Data supplied —
┄┄┄┄┄┄┄┄┄┄┄┄┄┄┄┄┄┄┄┄

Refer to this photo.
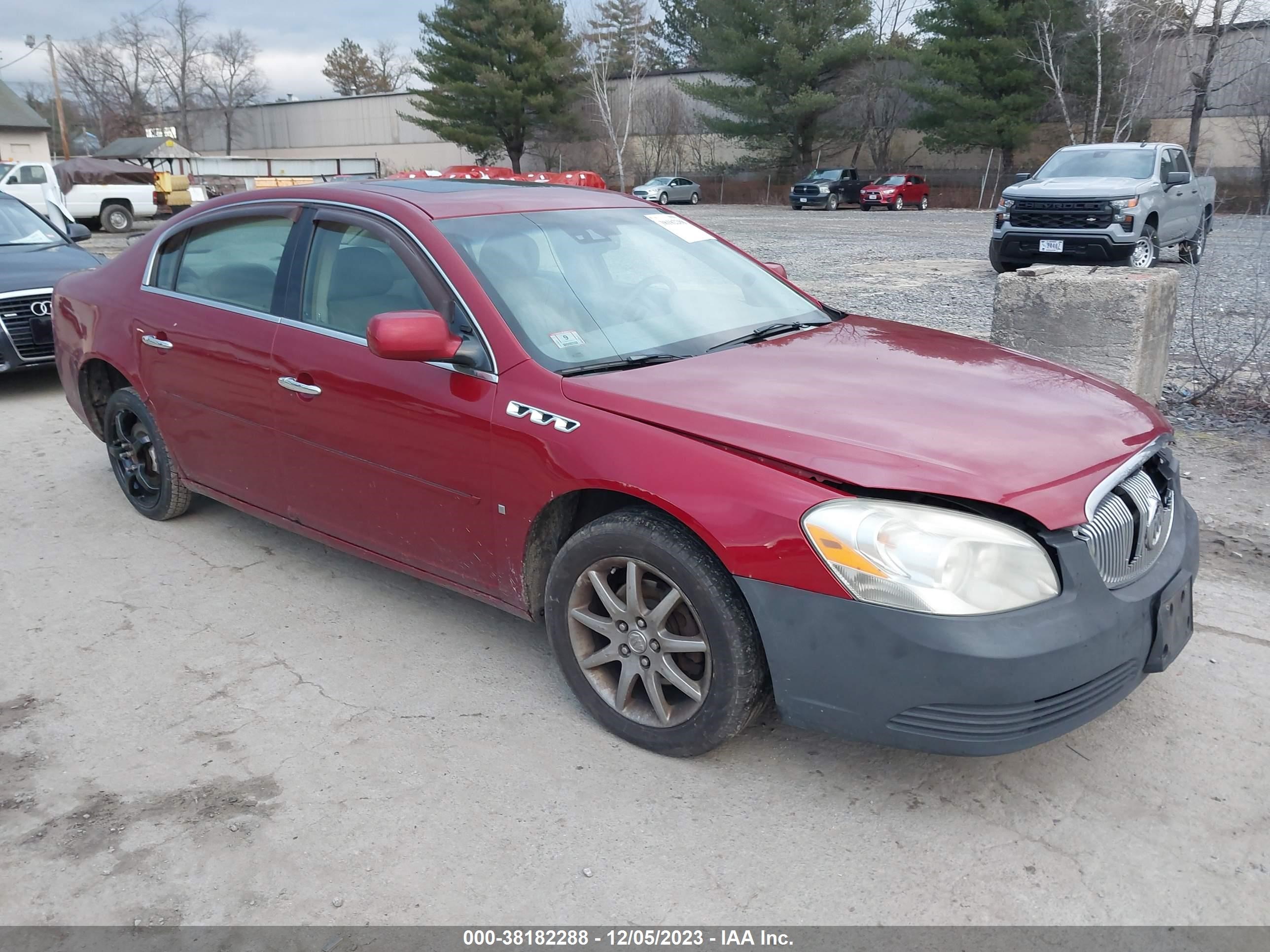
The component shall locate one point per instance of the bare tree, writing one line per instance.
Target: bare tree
(232, 79)
(389, 65)
(112, 75)
(176, 54)
(612, 51)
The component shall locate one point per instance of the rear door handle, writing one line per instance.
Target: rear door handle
(296, 386)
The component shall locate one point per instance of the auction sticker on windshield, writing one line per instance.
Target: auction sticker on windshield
(680, 228)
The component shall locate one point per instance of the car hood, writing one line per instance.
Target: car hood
(888, 406)
(1092, 187)
(41, 266)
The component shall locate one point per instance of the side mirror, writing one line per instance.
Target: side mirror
(413, 336)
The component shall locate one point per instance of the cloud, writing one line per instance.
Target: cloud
(294, 36)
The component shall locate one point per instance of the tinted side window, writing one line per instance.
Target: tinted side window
(234, 262)
(352, 274)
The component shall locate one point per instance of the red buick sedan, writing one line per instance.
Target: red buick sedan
(711, 486)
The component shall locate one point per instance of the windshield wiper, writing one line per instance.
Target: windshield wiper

┄┄┄┄┄┄┄┄┄┄┄┄┄┄┄┄┄┄┄┄

Aim of the exercise — For each record above, write it out exactly and omit any picture.

Response to this task —
Refer to this photo.
The component shall locate one point per instance of the bare tree, writing one line per instance.
Target: bare tree
(232, 79)
(389, 65)
(112, 75)
(176, 54)
(612, 51)
The component shall locate one point per instance of the rear door handle, writing one line per instance.
Target: rear door handle
(296, 386)
The component shall locate one point per instance of the auction sticker on windshield, writing one line per instance.
Target: auction sticker on windshield
(680, 228)
The component shall locate one point per instance of the car hood, writing one line per instance.
Target: car hood
(888, 406)
(1092, 187)
(41, 266)
The component shall locate one point per instance of the side mirror, writing one line per instance.
Target: side mirror
(413, 336)
The component shall locate one point per instance of the cloud, writing one line per instance.
Target: cloud
(294, 36)
The component shall locate one point per instance of the tinted side window, writing one line per instance.
Target: tinted side window
(234, 262)
(352, 274)
The component shall locate one point per instance of the red buick sedan, writing one line per instance.
Target: red buick sedan
(711, 486)
The component shall locate one point per instance of the windshield wiper, writing one line per instance.
Target: windshield wiper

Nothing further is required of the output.